* _Brief 1_
Translate into Spanish this sentence from the passage on upcycling challenges: "It is often a challenge for fashion SMEs to find good quality and quantity of used materials to utilise in designs."
* _Brief 2_
Continue the passage on upcycling challenges from its final sentence.

* _Text shown_
Challenges to upcycling
Although upcycling is becoming more mainstream, there remains limited shared- knowledge on the topic, especially in regards to the feasibility and challenges of upcycling. Challenges are varied, from brands not being able to offer a full-range of sizes due to the limited quantity of the upcycled fabric, to the materials used in production not being uniform.
It is often a challenge for fashion SMEs to find good quality and quantity of used materials to utilise in designs. There are usually a limited amount of the upcycled fabric, making it difficult for brands to figure out what to do with the limited quantities. For brands who are trying to scale their business, this makes things especially difficult.
Margot Lyons, Coyuchi Sustainability Manager
"[One challenge for us is] economies of scale in general. For our particular upcycling program we have Renewal Workshop give us quarterly impact reports. [If we have] 10 pounds of linen there's nothing really to do with that. There's no point in trying to even figure out a project, with 10 pounds. You can't do anything with it. You can't recycle it. You can't even approach a recycler. You could approach an individual craftsperson, but most likely they're going to want larger quantities and also [want] colour options, you know? So volume is another real challenge for us."

* _Data records_

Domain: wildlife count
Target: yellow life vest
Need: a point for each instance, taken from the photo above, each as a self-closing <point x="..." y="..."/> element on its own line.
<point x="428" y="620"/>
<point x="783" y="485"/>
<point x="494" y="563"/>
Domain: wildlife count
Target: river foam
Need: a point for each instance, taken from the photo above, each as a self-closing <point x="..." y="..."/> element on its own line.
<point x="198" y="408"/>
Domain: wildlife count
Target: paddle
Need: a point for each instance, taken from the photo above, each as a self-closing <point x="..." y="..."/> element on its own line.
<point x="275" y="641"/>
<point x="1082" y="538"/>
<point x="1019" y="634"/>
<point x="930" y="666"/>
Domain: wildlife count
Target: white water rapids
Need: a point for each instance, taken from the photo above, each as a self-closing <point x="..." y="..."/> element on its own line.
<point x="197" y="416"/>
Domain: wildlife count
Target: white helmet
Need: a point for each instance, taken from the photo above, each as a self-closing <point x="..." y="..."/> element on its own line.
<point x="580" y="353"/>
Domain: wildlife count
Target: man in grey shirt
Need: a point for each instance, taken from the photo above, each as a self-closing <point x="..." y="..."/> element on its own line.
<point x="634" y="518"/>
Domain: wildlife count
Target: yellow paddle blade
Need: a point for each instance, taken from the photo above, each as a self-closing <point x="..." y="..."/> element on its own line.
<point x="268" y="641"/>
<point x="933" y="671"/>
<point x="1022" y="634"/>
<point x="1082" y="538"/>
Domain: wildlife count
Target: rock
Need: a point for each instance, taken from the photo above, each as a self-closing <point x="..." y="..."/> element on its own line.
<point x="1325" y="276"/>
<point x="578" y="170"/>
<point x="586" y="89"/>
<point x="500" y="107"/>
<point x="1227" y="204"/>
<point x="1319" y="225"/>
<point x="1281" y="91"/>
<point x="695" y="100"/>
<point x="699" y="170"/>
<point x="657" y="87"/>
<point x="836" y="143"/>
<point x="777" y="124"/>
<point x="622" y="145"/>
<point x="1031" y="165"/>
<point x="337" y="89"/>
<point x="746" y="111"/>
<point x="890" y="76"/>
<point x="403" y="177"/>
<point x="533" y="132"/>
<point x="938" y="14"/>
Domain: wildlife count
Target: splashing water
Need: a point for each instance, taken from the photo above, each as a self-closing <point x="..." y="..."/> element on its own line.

* _Task response 1_
A menudo, a las pymes de moda les resulta difícil encontrar materiales usados de buena calidad y en cantidad suficiente para utilizarlos en sus diseños.

* _Task response 2_
"We've been contacted by a lot of bigger retailers that want to place large orders with us. But the biggest challenge is we can't say yes to them right now because we produce in limited quantity. And when you have deadstock fabric, when the roll of fabric runs out, you can't reproduce it."
For small fashion brands who have a limited workspace, storing upcycled fabric and scraps becomes an issue. Upcycled products also often need special equipment and tools which requires additional storage.
"The challenges are studio space [and] timing. Not all factories want to take that extra time on them to collect something from [your studio]. So a good relationship is very important. We need to be aware of the size of the business and also the [physical] space because obviously to upcycle something, there needs to be a supply chain for that as well. People think that supply chains are only these complex things where you produce garments. But to produce [upcycled] things, it's also supply chain- even if it's just within your own studio it's still supply chain. Definitely the more space you have, the more opportunities you will have to do that and actually incorporate [upcycling] into your business."
Sabinna Rachimova, Sabinna Founder
Upcycling is a time consuming activity requiring a surplus of time and energy because of the innovation required and resources needed to make the upcycled textiles into profitable garments.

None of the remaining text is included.